» Enunciado del ejercicio:
Reproduce sin cambios el fragmento de la reseña de la serie que aparece más abajo, desde "Sus dos protagonistas" hasta "llegará su día.".

» Texto de lectura:
La crítica que escarba referencias funciona a veces, pero da la falsa impresión de que se trata de un pastiche. En realidad, esta es una serie honesta (cosa rara). Tiene velocidad de bala y limpieza de cuchillo.

Sus dos protagonistas tienen 17 años. James (Alex Lawther) está convencido de que es un psicópata y fantasea con un asesinato sangriento (lo vemos). Tortura animales por mientras (advertencia: también lo vemos), pero ya llegará su día.

Tal meta parece muy cercana cuando conoce de golpe a Alyssa, víctima idónea. La chica (Jessica Barden), díscola y agria, es quien es, lo cual inevitablemente provoca fricción con todo el mundo.

[A partir de ahora, abundan spoilers. La serie dura poco más que un largometraje promedio, puede verla en un par de noches].

» Extracto de datos:

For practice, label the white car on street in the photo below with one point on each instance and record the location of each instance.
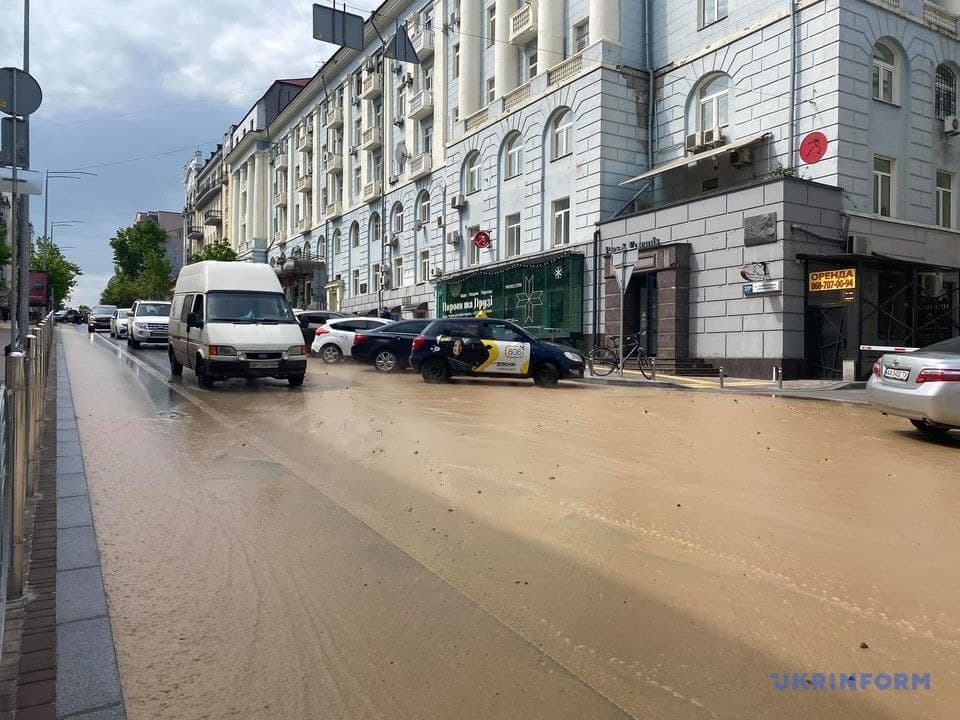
(334, 340)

» Solución del problema:
Sus dos protagonistas tienen 17 años. James (Alex Lawther) está convencido de que es un psicópata y fantasea con un asesinato sangriento (lo vemos). Tortura animales por mientras (advertencia: también lo vemos), pero ya llegará su día.